§ REQUIRED TASK
Every line of the records below should be restated exactly.

§ EXTRACTED MATERIAL
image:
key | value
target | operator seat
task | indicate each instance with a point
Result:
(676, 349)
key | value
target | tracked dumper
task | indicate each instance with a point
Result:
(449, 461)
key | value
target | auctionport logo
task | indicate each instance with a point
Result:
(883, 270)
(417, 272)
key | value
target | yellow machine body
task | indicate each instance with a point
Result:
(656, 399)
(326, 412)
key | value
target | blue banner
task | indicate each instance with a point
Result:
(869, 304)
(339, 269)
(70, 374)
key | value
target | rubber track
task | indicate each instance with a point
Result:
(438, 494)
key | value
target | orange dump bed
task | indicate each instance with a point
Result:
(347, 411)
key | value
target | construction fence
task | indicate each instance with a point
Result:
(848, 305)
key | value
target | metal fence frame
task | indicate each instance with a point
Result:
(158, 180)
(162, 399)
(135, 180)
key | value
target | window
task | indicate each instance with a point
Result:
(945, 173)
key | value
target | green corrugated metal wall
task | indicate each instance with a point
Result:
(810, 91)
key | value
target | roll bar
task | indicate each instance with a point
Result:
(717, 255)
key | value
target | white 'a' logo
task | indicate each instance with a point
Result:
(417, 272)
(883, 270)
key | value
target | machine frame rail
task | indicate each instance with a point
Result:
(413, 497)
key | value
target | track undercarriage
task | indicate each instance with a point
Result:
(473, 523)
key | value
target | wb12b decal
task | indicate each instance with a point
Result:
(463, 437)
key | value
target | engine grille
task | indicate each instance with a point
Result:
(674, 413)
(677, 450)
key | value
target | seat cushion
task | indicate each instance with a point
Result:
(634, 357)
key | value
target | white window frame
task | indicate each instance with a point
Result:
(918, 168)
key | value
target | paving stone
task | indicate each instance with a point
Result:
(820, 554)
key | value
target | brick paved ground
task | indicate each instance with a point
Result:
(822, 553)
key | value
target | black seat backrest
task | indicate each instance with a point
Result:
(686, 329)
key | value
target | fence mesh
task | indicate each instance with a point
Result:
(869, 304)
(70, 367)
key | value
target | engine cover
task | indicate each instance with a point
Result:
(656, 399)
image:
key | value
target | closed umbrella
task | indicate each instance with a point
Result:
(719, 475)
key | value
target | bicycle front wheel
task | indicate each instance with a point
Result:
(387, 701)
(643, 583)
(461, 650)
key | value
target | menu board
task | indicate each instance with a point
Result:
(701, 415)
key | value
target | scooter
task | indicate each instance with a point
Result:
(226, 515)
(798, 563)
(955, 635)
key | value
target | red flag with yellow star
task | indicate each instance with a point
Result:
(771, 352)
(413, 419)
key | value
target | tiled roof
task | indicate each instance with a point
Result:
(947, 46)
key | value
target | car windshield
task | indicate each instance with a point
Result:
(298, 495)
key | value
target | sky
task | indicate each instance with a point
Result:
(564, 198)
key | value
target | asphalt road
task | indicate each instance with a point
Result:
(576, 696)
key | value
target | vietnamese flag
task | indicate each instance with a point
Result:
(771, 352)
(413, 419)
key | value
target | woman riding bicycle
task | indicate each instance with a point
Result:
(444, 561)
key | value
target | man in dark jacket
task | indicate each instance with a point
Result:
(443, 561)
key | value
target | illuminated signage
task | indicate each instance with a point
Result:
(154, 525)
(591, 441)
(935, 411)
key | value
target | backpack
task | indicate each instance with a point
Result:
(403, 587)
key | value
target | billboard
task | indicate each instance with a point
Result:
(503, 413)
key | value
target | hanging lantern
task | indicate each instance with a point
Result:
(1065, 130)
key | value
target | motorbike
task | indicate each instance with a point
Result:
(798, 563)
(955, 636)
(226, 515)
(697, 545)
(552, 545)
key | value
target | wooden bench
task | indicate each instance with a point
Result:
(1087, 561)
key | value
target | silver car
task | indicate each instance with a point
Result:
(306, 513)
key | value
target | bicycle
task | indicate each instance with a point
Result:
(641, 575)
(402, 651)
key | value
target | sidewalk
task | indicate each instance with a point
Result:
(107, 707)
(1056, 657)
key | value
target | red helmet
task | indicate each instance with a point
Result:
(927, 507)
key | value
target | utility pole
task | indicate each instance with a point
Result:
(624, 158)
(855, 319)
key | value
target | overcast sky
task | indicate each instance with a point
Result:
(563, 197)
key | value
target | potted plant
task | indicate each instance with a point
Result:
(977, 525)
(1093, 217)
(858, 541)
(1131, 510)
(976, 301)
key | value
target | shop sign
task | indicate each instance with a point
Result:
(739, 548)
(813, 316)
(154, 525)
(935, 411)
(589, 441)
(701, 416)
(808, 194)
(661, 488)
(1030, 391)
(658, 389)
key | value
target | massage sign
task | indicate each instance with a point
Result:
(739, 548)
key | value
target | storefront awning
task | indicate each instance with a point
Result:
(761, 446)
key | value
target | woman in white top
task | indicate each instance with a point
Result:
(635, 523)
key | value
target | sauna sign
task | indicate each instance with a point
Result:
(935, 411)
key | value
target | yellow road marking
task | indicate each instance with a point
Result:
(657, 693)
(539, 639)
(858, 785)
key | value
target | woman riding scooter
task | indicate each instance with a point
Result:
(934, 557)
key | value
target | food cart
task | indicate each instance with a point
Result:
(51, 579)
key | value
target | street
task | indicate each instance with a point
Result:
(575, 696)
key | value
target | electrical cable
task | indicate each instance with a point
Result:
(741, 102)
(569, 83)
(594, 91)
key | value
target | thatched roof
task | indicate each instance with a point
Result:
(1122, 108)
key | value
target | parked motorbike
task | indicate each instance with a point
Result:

§ OUTPUT
image:
key | value
target | operator seat
task | indicate each instance with a point
Result:
(676, 349)
key | value
target | tracked dumper
task | indicate each instance with a point
Result:
(449, 461)
key | value
target | auctionport logo
task | indicate each instance with a point
Result:
(883, 270)
(417, 272)
key | value
target | yellow machine body
task | indicate each instance with a point
Result:
(656, 399)
(326, 412)
key | value
target | blue banner
task | indicate each instance with a point
Result:
(869, 304)
(339, 269)
(70, 374)
key | value
target | rubber track
task | indicate each instance with a point
Result:
(438, 494)
key | value
target | orange dump bed
task | indicate each instance with a point
Result:
(347, 411)
key | value
target | construction fence
task | indicate each instance with a point
Result:
(848, 305)
key | value
target | metal fence frame
task | indicate each instance with a point
Result:
(158, 180)
(162, 399)
(135, 180)
key | value
target | window
task | indicate each instance with a point
Result:
(945, 173)
key | value
target | green corrugated metal wall
task | indicate each instance with a point
Result:
(810, 91)
key | value
target | roll bar
task | indicate each instance with a point
Result:
(717, 255)
key | value
target | white 'a' logo
task | indicate each instance with a point
Result:
(417, 272)
(883, 270)
key | value
target | machine frame rail
task | indicate each instance with a point
Result:
(413, 497)
key | value
target | track undercarriage
task | indicate each instance with a point
Result:
(473, 523)
key | value
target | wb12b decal
task | indicate each instance with a point
Result:
(463, 437)
key | value
target | engine grille
task | indicate each instance with a point
Result:
(674, 413)
(677, 450)
key | value
target | seat cushion
task | indicate each instance with a point
Result:
(634, 357)
key | value
target | white window frame
task | indicate each instance with a point
Result:
(918, 168)
key | value
target | paving stone
task | indicate each instance with a point
Result:
(820, 554)
key | value
target | brick paved ground
task | indicate each instance with a point
Result:
(822, 553)
key | value
target | black seat backrest
task | indicate each instance with a point
Result:
(686, 329)
key | value
target | fence mesh
task | indicate each instance with a point
Result:
(869, 304)
(70, 367)
key | value
target | engine cover
task | indicate each instance with a point
Result:
(656, 399)
image:
key | value
target | closed umbrella
task | indicate each instance with a point
Result:
(719, 475)
key | value
target | bicycle front wheel
task | indicate each instance with a point
Result:
(387, 701)
(643, 583)
(461, 650)
key | value
target | menu board
task | indicate each instance with a point
Result:
(701, 415)
key | value
target | scooter
task | indicate each instance with a point
Result:
(226, 515)
(798, 563)
(955, 635)
key | value
target | red flag with yellow star
task | indicate each instance with a point
Result:
(771, 352)
(413, 419)
key | value
target | tiled roof
task | indicate each instance with a point
Result:
(947, 46)
key | value
target | car windshield
task | indicate each instance with a point
Result:
(298, 495)
key | value
target | sky
task | indicate each instance with a point
Result:
(564, 198)
key | value
target | asphalt road
task | indicate each instance with a point
Result:
(576, 696)
key | value
target | vietnamese flag
task | indicate each instance with a point
Result:
(771, 352)
(413, 419)
key | value
target | woman riding bicycle
task | indicate each instance with a point
Result:
(444, 561)
key | value
target | man in dark jacket
task | indicate each instance with a point
Result:
(443, 561)
key | value
target | illuminated signage
task | indicate each instance with a point
Result:
(154, 525)
(591, 441)
(935, 411)
key | value
target | backpack
task | indicate each instance with a point
Result:
(403, 587)
key | value
target | billboard
task | indicate each instance with a point
Result:
(503, 413)
key | value
target | hanging lantern
task | indicate each instance with a point
Result:
(1065, 130)
key | value
target | motorbike
task | indicate each instance with a point
Result:
(798, 563)
(955, 636)
(226, 515)
(697, 545)
(552, 545)
key | value
target | wooden bench
task | indicate each instance with a point
Result:
(1087, 561)
key | value
target | silver car
task | indicate each instance with a point
Result:
(306, 513)
key | value
target | bicycle
task | indicate each instance with a point
Result:
(641, 575)
(402, 651)
key | value
target | sidewalk
task | indicate each instance with a point
Result:
(107, 707)
(1056, 657)
key | value
target | red helmet
task | indicate each instance with a point
Result:
(927, 507)
key | value
target | utility pole
task | indicate each instance with a point
Result:
(624, 158)
(855, 319)
key | value
target | overcast sky
task | indicate each instance with a point
Result:
(563, 197)
key | value
target | potted plant
task | indicate each instance with a point
Result:
(977, 525)
(1093, 217)
(858, 541)
(1131, 510)
(976, 301)
key | value
target | shop sign
task | indicate each instance with a point
Result:
(739, 548)
(813, 316)
(154, 525)
(935, 411)
(589, 441)
(701, 416)
(808, 194)
(661, 488)
(1030, 391)
(658, 389)
key | value
target | massage sign
task | indicate each instance with a point
Result:
(739, 548)
key | value
target | storefront awning
task | indicate each instance with a point
Result:
(761, 446)
key | value
target | woman in white top
task | indicate each instance with a point
Result:
(635, 523)
key | value
target | sauna sign
task | indicate each instance with a point
Result:
(935, 411)
key | value
target | yellow road marking
task | indicate each instance with a point
Result:
(657, 693)
(539, 639)
(858, 785)
key | value
target | woman riding scooter
task | indicate each instance with a point
Result:
(934, 557)
key | value
target | food cart
task | indicate each instance with a point
Result:
(51, 579)
key | value
target | street
task | indicate each instance with a point
Result:
(575, 696)
key | value
target | electrical cable
task | indicate each instance with a point
Result:
(741, 102)
(569, 83)
(594, 91)
key | value
target | thatched roof
task | indicate each instance with a point
Result:
(1122, 108)
key | value
target | parked motorbike
task | indicate each instance with a point
Result:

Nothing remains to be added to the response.